[The problem] Copy the rows below word for word, beginning at the line that contains "of the dark" and stopping after the last row.

[Data to use]
^^^^^^^^

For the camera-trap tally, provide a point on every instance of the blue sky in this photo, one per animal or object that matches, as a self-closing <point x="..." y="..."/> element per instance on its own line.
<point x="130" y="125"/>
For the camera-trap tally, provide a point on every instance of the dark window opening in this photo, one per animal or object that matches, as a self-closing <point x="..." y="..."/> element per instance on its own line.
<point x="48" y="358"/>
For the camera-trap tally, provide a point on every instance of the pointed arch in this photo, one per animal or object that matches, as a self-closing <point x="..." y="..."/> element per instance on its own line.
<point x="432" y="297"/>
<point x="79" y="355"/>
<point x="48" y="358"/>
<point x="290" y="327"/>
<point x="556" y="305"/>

^^^^^^^^

[Task result]
For the camera-trap tally, provide a point on every instance of the dark window opening in this photo, one per animal or object that matches, as a self-closing <point x="..." y="..."/> element per instance on its own line.
<point x="48" y="358"/>
For the camera-trap tally, provide a point on every instance of the pointed arch in this photo, one per animal or object that matches, as a self-closing <point x="..." y="..."/> element per instance on its own line.
<point x="432" y="297"/>
<point x="79" y="355"/>
<point x="48" y="358"/>
<point x="290" y="327"/>
<point x="556" y="305"/>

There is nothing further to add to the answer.